◆ **EXERCISE**
Please rewrite the items from the line containing "Drop one dot on each instance of the stainless" through the last item, replacing "teal" with "green" and changing nothing else.

##############################

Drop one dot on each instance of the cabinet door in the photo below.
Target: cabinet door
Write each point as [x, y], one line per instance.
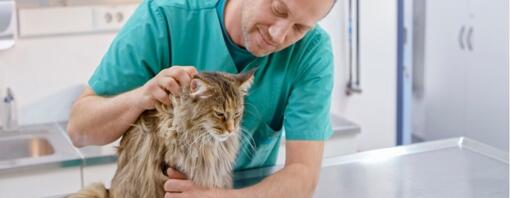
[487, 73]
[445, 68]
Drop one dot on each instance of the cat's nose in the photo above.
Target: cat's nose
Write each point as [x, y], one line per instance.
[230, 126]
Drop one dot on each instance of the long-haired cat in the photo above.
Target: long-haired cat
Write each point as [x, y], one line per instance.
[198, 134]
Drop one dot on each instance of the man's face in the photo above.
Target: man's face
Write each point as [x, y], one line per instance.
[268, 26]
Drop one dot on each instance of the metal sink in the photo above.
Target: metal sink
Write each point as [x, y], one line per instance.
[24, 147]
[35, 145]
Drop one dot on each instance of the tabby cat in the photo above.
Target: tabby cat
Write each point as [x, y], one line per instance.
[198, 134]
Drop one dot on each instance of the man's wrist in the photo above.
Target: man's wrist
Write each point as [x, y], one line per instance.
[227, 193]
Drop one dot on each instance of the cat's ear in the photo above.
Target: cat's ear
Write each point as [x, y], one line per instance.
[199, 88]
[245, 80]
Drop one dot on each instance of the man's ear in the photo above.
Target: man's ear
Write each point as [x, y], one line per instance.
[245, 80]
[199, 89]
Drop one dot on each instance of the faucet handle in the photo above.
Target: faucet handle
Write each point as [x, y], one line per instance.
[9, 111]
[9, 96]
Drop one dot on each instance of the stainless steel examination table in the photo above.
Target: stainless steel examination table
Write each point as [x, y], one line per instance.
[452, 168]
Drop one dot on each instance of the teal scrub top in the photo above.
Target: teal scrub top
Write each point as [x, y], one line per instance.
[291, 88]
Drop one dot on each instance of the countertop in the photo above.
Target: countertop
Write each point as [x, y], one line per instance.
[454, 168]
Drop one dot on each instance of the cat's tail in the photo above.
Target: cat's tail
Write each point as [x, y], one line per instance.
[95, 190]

##############################

◆ **RESPONSE FOR THIS EXERCISE**
Drop one dot on each instance of the stainless steel examination table in the photo above.
Target: stainless steel examination table
Write each point as [x, y], one line per instance.
[452, 168]
Drop one dot on each instance of the green scrub top in the photo above.
Target: green scrub top
Write each point as [x, y], one line per instance.
[291, 88]
Drop one dot on each instance of the countertop in the photo above.
Target: countertop
Write each point as [x, y], one line per instance.
[454, 168]
Drop one dot on each instance of the cat's tail in the photo above.
Target: cat's tail
Write each point as [x, y], one line per instance.
[95, 190]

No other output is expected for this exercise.